However, for most of the weeks that Siqueiros and his team of assistants labored on the mural, the work's central image remained unpainted and the artist's ultimate intent unclear. Then, as Millier reports, the day before the scheduled unveiling, Siqueiros sent everyone home and worked through the night to complete the mural's main figure. Set in front of a Maya-like pyramid, he was an Indian crucified on a double cross with an American eagle above him. In the upper right-hand corner of the mural, two revolutionary soldiers were depicted, one pointing his rifle at the eagle.

The work was unveiled October 9, 1932. When the scaffolding came down, "onlookers gasped," reported Millier in the Times. "No one but the author had been able to visualize the close-knit powerful design so long shaded and concealed by those scaffolds."

For a number of the city's artists, including those who had assisted Siqueiros with the mural, the work was tremendously exciting. "It had guts in it," recalled one over 40 years later. "It made everything else at the time look like candy box illustrations. Many of the artists said, 'My God! This is wonderful vocabulary.'"

Such enthusiasm was not universal. While acknowledging the mural as "an interesting experiment," one review asked "Why get hysterical about Mexican art?...Why imitate it and adopt it in our own country, whose traditions are entirely alien to it all?" The reviewer pleaded to "keep the Mexican motif in the Mexican quarter."

The negative reaction did not end with criticism of the mural's aesthetic aspects. Its political content prompted outrage from some of the city's civic leaders, including those who had established Olvera Street as a Mexican marketplace two years earlier. Not long after the mural's completion, Ferencz was forced to cover over the most visible third with white paint. Within a year, the entire mural was painted over.

### Given exercise 1
Format the rows as a numbered list, running from the line containing "As a warehouse robot's perception module, locate man with" through the final line of the rows, with blank lines omitted.

### Given information

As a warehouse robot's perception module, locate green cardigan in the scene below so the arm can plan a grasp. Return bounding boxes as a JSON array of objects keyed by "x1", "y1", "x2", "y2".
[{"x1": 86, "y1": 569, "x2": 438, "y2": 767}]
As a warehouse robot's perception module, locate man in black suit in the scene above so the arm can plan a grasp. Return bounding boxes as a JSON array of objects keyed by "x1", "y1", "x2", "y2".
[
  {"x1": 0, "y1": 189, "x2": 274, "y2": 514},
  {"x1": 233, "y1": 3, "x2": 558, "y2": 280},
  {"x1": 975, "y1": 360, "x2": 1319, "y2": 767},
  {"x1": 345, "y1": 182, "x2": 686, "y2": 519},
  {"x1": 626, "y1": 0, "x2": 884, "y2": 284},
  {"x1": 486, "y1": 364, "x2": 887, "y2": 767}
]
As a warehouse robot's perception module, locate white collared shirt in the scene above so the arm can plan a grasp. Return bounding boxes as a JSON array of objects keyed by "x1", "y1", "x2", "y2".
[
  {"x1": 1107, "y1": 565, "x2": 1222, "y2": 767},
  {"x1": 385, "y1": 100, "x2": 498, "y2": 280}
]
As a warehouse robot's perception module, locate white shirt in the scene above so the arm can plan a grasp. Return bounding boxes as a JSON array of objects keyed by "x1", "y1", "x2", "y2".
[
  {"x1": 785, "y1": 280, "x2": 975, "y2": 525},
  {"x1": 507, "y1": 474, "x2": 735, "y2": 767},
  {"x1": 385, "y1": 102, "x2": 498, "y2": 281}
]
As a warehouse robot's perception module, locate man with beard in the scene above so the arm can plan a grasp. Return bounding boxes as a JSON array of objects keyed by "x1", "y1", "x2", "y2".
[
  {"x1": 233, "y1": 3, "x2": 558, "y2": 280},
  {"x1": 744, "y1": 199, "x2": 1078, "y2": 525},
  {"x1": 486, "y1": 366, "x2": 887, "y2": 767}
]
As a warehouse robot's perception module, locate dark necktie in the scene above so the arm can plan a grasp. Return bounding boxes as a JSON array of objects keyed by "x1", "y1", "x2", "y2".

### Given exercise 2
According to the passage on the Siqueiros mural, on what date was the work unveiled?

### Final result 1
1. As a warehouse robot's perception module, locate man with beard in the scene above so the arm can plan a grasp. Return bounding boxes as a JSON array of objects keyed by "x1", "y1", "x2", "y2".
2. [
3.   {"x1": 233, "y1": 3, "x2": 558, "y2": 280},
4.   {"x1": 744, "y1": 199, "x2": 1078, "y2": 525},
5.   {"x1": 486, "y1": 366, "x2": 887, "y2": 767}
6. ]
7. As a warehouse robot's perception module, locate dark necktie in the scene above so the arm can plan a grasp. Return bounding boxes as a JSON array of objects keyed by "x1", "y1", "x2", "y2".

### Final result 2
October 9, 1932.